*Quoted passage*:
----
Mr Lenehan values all assets at 70% of the original book value.
Does this refer to the amount of money loaned to the developers.
if so we can presume they expected to make a profit of -say 100%- on their sales in those heady days of old.
However if the properties were finished and sold off at cost (50% of the originally anticipated price) maybe Mr Lenehan has it right.
problem is will the developers finish the properties, and sell them with zero profit.?

Come on, you really dont believe that, do you? This is as Stuart has said DEBT. Mary H knows that well. as does Frank Fahy. What you are confusing is what politicians say qua politicians with what they know qua smart human beings.

NAMA IOUs are the same as any other debt. At some point you have to pay them back. NAMA may make zero. It may make billions. But neither of these things is directly relevant to the fact of the debt.

If I swap an IOU for 100 euro for 80 euro worth of sprouts, how much debt do I owe? The government would have us believe I don’t owe anything, because they are wizard cooks and will turn the 80 euro of sprouts into 110 euro of sprout falafel… and you know what the long-term demand for sprout falafel is…

I thought we were issuing 6-month Treasury Bills and that NAMA bonds were out the window? Is Mary Hanafin out of date or do I have the wrong end of the stick?

TBH – I think that most cabinet Ministers are up to their neck with trying to find cuts in their own departments. I expect that they are leaving the heavy intellectual lifting vis-a-vis NAMA to Lenihan, Gormley and the opposition.

Who knows? Everytime the minister of finance answers questions, the story is different. For the sake of certainty, I suggest he stops clarifying things…

@ Zhou/YM

i suppose the only small difference would be that these ‘IOUs’ are not being monetized (at least directly), and so its more of an asset swap situation rather than a sale of debt. However it still ends up being new debt at the end of the day, albeit in exchange for assets of a disputed or uncertain value.
----
*Recorded data*:
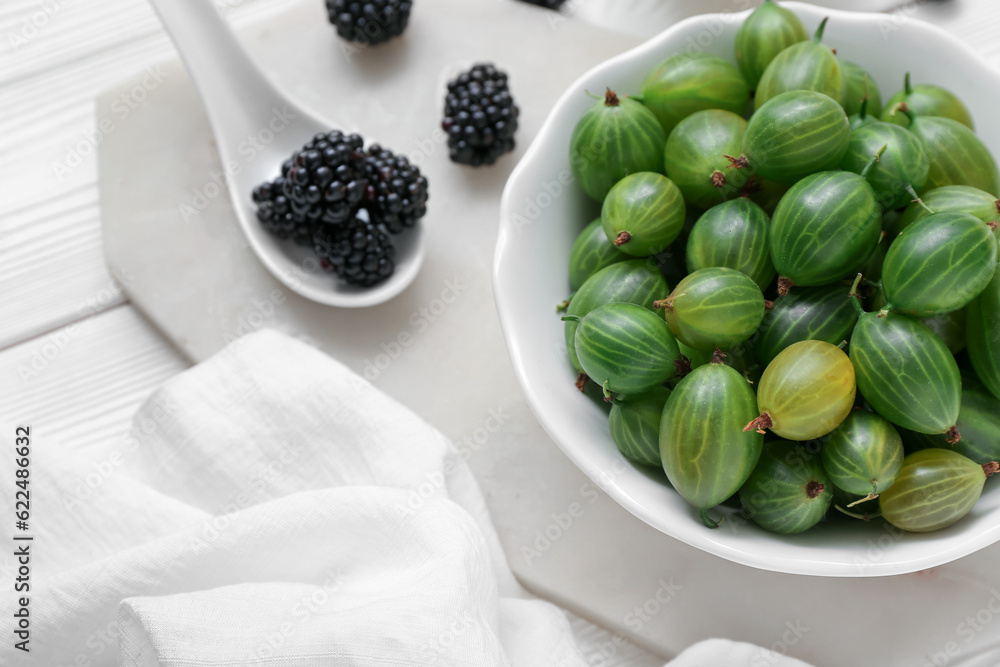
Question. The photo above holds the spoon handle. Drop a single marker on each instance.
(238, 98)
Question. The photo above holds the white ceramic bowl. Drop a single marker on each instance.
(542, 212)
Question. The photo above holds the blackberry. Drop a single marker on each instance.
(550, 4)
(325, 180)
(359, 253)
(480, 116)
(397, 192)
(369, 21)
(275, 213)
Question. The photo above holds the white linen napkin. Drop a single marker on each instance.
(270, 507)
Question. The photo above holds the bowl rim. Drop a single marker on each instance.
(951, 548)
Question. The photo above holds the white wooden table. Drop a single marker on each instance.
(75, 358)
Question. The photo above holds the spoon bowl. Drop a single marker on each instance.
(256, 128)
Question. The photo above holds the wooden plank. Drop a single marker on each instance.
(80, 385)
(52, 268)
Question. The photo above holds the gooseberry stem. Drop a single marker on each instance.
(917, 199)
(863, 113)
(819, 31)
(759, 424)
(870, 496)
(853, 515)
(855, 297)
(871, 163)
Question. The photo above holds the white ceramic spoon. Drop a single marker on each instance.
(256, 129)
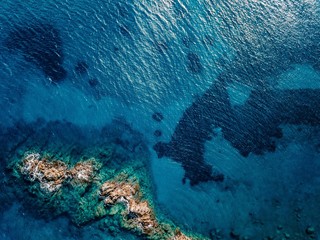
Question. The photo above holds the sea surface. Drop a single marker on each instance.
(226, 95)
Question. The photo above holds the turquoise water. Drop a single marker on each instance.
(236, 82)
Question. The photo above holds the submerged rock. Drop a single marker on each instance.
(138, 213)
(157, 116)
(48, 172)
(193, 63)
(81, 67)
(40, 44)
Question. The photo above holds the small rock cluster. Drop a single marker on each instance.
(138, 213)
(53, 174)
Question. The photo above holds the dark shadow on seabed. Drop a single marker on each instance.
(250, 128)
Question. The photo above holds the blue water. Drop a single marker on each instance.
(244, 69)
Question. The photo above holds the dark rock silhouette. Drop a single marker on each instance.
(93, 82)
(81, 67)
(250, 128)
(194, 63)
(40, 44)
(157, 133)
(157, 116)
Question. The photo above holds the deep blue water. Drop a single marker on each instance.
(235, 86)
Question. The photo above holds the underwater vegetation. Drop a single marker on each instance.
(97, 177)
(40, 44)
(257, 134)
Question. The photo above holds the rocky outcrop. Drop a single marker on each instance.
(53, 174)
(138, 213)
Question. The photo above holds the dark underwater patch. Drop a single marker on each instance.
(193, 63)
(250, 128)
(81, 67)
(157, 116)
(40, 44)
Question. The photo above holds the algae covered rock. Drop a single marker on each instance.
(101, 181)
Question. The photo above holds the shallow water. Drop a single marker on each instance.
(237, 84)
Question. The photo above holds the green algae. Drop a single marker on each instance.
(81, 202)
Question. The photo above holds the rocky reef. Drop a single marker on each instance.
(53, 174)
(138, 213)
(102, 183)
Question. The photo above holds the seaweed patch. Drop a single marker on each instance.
----
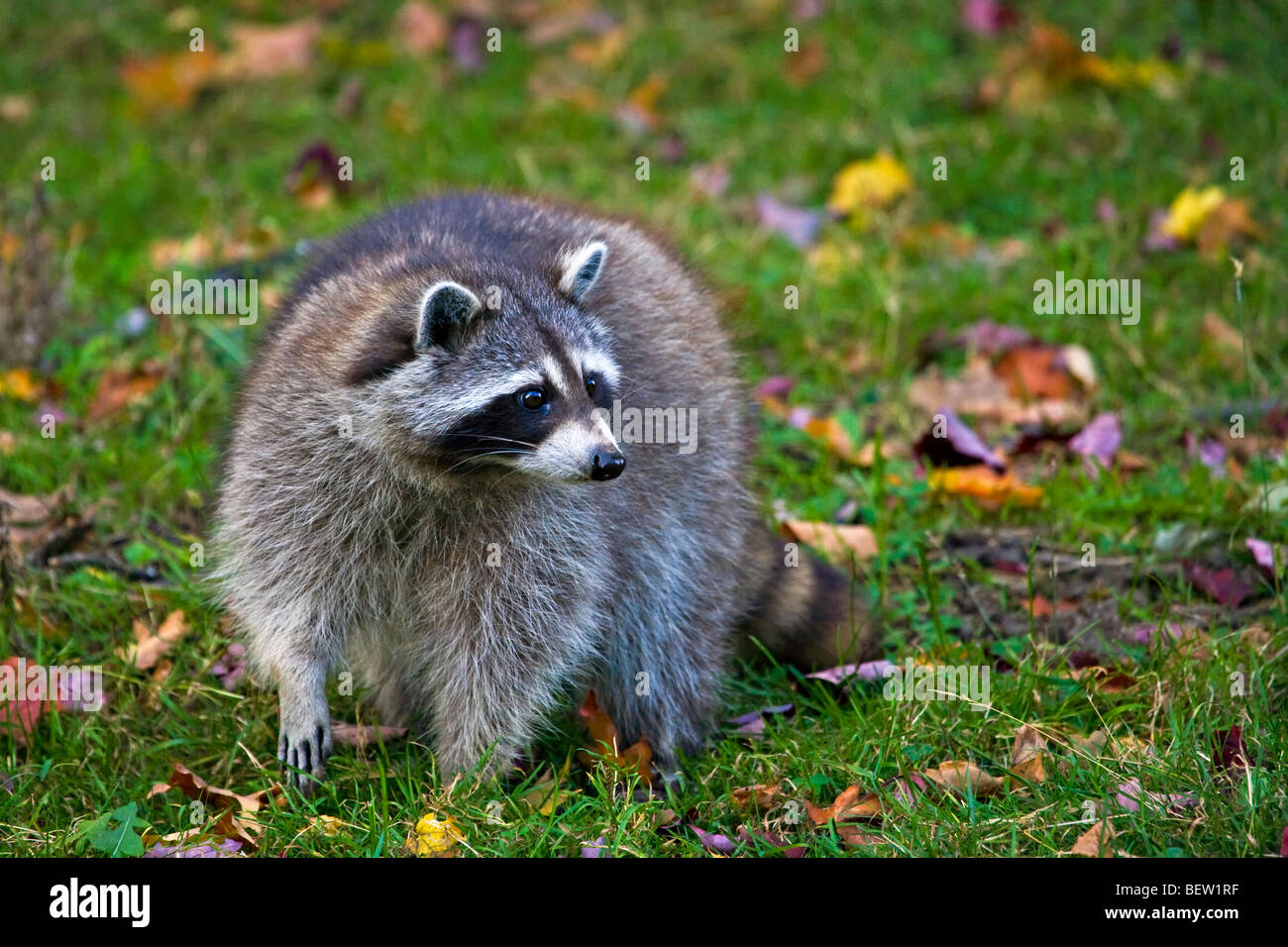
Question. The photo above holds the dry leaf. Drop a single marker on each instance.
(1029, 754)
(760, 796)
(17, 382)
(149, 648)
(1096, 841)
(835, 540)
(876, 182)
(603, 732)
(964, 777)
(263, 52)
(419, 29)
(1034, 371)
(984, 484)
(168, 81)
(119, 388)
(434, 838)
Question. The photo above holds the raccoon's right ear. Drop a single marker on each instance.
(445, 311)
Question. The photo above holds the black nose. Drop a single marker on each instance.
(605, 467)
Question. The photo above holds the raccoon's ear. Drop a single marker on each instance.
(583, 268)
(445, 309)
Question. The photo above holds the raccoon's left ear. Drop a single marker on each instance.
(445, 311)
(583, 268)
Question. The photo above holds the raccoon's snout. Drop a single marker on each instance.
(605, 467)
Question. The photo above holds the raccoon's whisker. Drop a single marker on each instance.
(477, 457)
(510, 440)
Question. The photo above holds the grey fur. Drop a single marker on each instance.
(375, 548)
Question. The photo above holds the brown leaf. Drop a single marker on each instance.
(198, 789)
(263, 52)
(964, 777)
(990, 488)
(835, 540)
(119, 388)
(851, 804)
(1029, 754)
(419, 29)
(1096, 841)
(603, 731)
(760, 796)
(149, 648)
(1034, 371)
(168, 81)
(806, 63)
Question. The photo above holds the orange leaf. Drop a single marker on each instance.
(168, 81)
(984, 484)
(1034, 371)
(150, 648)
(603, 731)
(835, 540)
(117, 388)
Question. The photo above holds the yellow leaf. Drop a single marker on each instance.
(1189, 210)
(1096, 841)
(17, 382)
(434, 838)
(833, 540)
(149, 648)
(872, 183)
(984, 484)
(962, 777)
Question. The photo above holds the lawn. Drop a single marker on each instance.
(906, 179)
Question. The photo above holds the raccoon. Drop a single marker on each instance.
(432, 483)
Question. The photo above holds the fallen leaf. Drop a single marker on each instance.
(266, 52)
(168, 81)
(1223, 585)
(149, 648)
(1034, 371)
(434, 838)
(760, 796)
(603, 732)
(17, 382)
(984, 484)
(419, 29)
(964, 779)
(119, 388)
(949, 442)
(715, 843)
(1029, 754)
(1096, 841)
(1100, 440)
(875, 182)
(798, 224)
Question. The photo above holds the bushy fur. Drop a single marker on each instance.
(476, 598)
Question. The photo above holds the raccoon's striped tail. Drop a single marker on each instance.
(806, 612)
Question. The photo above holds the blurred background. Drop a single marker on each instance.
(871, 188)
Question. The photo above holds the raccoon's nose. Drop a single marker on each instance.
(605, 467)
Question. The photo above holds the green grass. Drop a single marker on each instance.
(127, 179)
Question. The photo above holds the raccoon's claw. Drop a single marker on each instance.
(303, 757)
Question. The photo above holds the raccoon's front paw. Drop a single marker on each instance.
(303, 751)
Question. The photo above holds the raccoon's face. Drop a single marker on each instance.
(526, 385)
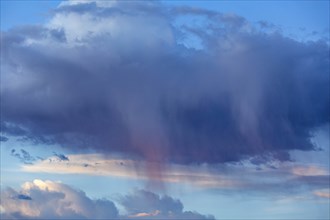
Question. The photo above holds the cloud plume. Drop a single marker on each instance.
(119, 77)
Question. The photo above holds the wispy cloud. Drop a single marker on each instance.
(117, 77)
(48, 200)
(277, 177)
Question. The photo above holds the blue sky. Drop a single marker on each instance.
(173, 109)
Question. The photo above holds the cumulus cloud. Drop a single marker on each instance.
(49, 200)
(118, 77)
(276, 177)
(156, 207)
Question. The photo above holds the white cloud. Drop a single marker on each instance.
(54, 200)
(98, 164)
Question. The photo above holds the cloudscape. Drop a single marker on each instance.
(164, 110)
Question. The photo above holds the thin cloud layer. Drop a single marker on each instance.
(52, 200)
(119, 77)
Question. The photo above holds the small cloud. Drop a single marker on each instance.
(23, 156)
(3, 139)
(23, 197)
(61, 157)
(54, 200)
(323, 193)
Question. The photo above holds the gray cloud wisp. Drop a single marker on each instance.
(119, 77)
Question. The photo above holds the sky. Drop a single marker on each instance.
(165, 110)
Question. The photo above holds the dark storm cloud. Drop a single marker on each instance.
----
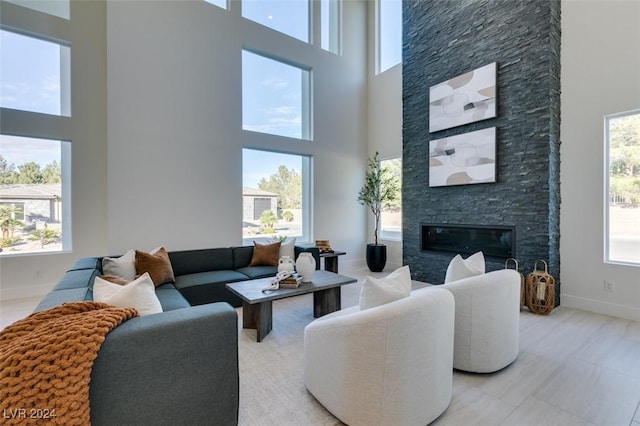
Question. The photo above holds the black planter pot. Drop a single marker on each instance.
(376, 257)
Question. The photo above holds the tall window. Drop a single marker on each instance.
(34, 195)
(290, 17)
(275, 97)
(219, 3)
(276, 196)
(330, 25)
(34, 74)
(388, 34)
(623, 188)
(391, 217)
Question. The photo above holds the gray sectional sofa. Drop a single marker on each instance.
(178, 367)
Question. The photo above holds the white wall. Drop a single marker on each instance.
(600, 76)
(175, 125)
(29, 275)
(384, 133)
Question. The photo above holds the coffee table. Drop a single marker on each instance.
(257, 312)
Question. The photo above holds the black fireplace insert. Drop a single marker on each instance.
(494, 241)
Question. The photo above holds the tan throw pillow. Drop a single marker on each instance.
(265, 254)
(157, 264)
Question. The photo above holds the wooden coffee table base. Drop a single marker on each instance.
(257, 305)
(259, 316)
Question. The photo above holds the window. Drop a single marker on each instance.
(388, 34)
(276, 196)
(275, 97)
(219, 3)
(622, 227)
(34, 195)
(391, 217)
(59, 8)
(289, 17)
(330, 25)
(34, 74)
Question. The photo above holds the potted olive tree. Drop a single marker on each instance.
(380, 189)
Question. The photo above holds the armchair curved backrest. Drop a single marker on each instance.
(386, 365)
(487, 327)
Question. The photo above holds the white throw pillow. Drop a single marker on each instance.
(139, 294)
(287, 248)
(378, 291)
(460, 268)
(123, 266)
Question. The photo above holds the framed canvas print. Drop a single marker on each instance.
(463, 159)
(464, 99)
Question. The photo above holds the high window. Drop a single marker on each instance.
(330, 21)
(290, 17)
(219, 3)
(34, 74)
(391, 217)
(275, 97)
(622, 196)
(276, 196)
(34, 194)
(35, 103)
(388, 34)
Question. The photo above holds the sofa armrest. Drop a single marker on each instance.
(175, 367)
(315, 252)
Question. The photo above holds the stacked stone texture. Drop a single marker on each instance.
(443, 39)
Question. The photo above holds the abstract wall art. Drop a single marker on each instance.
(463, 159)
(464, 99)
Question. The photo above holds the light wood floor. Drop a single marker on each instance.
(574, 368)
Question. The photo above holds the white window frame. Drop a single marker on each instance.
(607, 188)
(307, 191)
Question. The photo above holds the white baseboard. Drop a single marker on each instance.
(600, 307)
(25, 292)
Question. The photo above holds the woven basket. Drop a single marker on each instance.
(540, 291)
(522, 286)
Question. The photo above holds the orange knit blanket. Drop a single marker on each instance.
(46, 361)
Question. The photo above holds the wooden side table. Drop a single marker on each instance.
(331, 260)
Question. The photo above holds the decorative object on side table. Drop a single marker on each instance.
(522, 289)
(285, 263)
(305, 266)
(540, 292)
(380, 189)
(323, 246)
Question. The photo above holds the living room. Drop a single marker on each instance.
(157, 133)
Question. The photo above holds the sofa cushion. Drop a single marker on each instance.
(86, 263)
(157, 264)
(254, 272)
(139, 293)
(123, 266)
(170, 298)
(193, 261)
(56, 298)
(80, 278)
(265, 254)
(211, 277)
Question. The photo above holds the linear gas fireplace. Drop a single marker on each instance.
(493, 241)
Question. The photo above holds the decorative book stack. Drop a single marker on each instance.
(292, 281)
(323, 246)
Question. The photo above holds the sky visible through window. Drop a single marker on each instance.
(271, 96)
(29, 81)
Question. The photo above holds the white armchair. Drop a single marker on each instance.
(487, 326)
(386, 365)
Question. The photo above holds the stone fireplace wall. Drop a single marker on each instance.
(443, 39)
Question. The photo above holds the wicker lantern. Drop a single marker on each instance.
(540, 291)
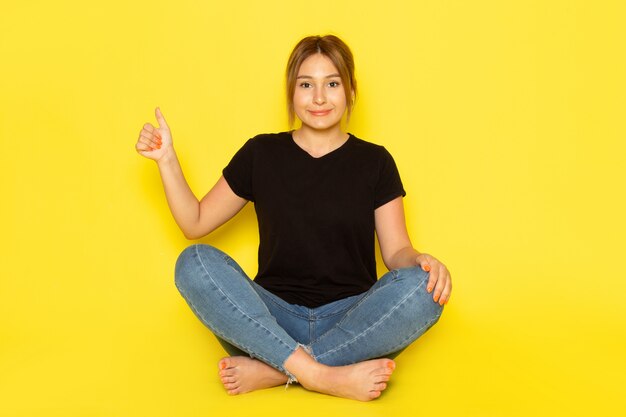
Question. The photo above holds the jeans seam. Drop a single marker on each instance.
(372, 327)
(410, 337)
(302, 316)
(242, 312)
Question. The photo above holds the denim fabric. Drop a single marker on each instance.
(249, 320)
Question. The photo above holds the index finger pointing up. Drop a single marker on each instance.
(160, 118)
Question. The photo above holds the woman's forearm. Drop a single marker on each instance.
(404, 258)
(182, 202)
----
*Given task*:
Reproduce the passage on NAMA debt, starting at "NAMA IOUs are" and ending at "of the stick?", and substitute "turnips" for "sprouts".

*Written answer*:
NAMA IOUs are the same as any other debt. At some point you have to pay them back. NAMA may make zero. It may make billions. But neither of these things is directly relevant to the fact of the debt.

If I swap an IOU for 100 euro for 80 euro worth of turnips, how much debt do I owe? The government would have us believe I don’t owe anything, because they are wizard cooks and will turn the 80 euro of turnips into 110 euro of sprout falafel… and you know what the long-term demand for sprout falafel is…

I thought we were issuing 6-month Treasury Bills and that NAMA bonds were out the window? Is Mary Hanafin out of date or do I have the wrong end of the stick?